> [SELECTION]:
········

Take the controversy over the Danish cartoons. There has been a general assumption that all Muslims were offended by the cartoons and that all Muslims wished to ban them. That is not true. Bünyamin Simsek is a Muslim councillor in the Danish city of Aarhus who helped organize a counter-demonstration to the cartoon protests. “There is”, he says, “a large group of Muslims in this city who want to live in a secular society and adhere to the principle that religion is an issue between them and God and not something that should involve society.” He is not alone. But such voices get silenced in the rush to censor that which is deemed to cause offence.

Multiculturalist censors are helping to strengthen the hand of the most conservative elements and to undermine those who want to challenge tradition and authority. That is why groups such as Southall Black Sisters – an organisation of Asian women activists that for more than 20 years has been combating both racism and discrimination against women – strenuously oppose the idea that the giving of offence should be forbidden. As Rahila Gupta of Southall Black Sisters put it in response to British government plans to make it an offence to incite “religious hatred”, such censorship “will strengthen the voices of religious intolerance and choke off women’s right to dissent”. And this, she observed “is too high a price to pay to appease an alienated community”.

The notion of giving offence suggests that certain beliefs are so important or valuable to certain people that they should be put beyond the possibility of being insulted, or caricatured, or even questioned. The importance of the principle of free speech is precisely that it provides a permanent challenge to the idea that some questions are beyond contention, and hence acts as a permanent challenge to authority. This is why free speech is essential not simply to the practice of democracy, but to the aspirations of those groups who may have been failed by the formal democratic processes. The real value of free speech, in other words, is not to those who possess power, but to those who want to challenge them. And the real value of censorship is to those who do not wish their authority to be challenged.

Of course, many of those who give offence are not progressive at all, but bigots – racists or homophobes. But people must be as free to offend against liberal orthodoxies as against reactionary ones. Free speech for everyone except bigots is not free speech at all. The right to free speech only has political bite when we are forced to defend the rights of people whose views we despise.

In any case, you cannot challenge bigoted ideas by banning them. You simply let the sentiments fester underground. As Milton once memorably put it, “To keep out evil doctrine by licensing is like the exploit of that gallant man who sought to keep out crows by shutting his park gate.” Censoring ugly ideas will not make them go away. It is simply a means of abrogating our responsibility for dealing with them. It is only through freedom of expression that we can articulate our disagreements with such people and challenge their ideas.

········

> [EXERCISE TASKS]:
[1] In the free speech essay, which city is Bünyamin Simsek a councillor in?
[2] From the free speech essay, extract the passage from "In any case, you" up to and including "challenge their ideas.".
[3] Write what comes next in the free speech essay, picking up after its final sentence.
The records have no connection to the free speech essay.

(Data pulled from a collection)

········

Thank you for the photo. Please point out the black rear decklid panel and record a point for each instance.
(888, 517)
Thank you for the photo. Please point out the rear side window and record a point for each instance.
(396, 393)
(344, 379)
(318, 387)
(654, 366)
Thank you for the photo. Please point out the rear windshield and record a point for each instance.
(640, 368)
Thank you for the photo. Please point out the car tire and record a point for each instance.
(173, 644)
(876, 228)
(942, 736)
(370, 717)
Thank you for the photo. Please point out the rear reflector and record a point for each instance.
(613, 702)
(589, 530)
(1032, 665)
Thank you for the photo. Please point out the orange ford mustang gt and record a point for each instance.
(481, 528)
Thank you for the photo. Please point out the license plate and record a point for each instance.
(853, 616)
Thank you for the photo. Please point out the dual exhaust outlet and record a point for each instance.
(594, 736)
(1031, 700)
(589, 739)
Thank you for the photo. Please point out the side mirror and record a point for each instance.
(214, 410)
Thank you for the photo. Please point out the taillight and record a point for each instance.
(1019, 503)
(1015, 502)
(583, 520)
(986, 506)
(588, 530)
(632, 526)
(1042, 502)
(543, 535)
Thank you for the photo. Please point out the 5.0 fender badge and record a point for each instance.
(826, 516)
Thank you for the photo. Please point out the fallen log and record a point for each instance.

········

> [THE RESULTS]:
[1] The Danish city of Aarhus.

[2]
In any case, you cannot challenge bigoted ideas by banning them. You simply let the sentiments fester underground. As Milton once memorably put it, “To keep out evil doctrine by licensing is like the exploit of that gallant man who sought to keep out crows by shutting his park gate.” Censoring ugly ideas will not make them go away. It is simply a means of abrogating our responsibility for dealing with them. It is only through freedom of expression that we can articulate our disagreements with such people and challenge their ideas.

[3]
Free speech does not mean accepting all views. It means having all views in the open so we can challenge the ones we find unconscionable. Today, though, we do the exact opposite: there are certain views we ban because they are deemed too unpalatable. But there are other views we are too frightened of challenging because we don’t want to give offence to diverse cultures.

But you’ve got us all wrong, say the censors. We’re not out to censor. All we want to do is ensure respect for all beliefs and cultures. It is an argument that turns the notion of respect on its head.

In its traditional Kantian sense, respect requires us to treat every human being equally as a moral, autonomous being. Every individual possesses the capacity to express political and moral views and to act upon them. And every individual is responsible for their views and actions and is capable of being judged by them. The importance of free speech is that it is an expression of individual moral autonomy, the capacity of people to engage in a robust debate about their beliefs and their actions – and to bear the consequences.

The multiculturalist censor demands respect not just for the person but also for his or her beliefs. And in so doing they undermine individual autonomy, both by constraining the right of people to criticise others’ beliefs and by insisting that individuals who hold those beliefs are too weak or vulnerable to stand up to criticism, satire, or abuse.

Far from according respect, the multiculturalist censor treats people not as autonomous beings but as incapable victims needing special protection. The result is an auction of victimhood as every group attempts to outbid all others as the one feeling most offended. What we end up with is a pick ‘n’ mix attitude to what is tolerable. Earlier this year British Muslim leader Iqbal Sacranie made some derogatory comments about homosexuals. Ludicrously it led to a police investigation. In response, 22 Muslim leaders wrote to the Times newspaper demanding the right to be able to “freely express their views in an atmosphere free of intimidation or bullying”. Those same leaders deny such a right to newspapers publishing cartoons about Mohammed. Many of those happy to see cartoons lampooning Mohammed draw the line at anything mocking the Holocaust. Gay rights groups want Muslims (and black raga artists) to be prosecuted for homophobia but want the right to criticise Muslims as they see fit. It is fast becoming a case of “My speech should be free, but yours is too costly”.

We can see here that the argument against free speech is really an argument in defence of particular sectional interests. And that is the best reason for rejecting restraints on speech. We can build a plural society in which free speech provides the means of engagement and dialogue between different parts of society. Or a sectional society in which restrictions on free speech help police the fragments. The choice is ours.

This article is based on the opening address at the 19th European Meeting of Cultural Journals in London from 27-30 October 2006.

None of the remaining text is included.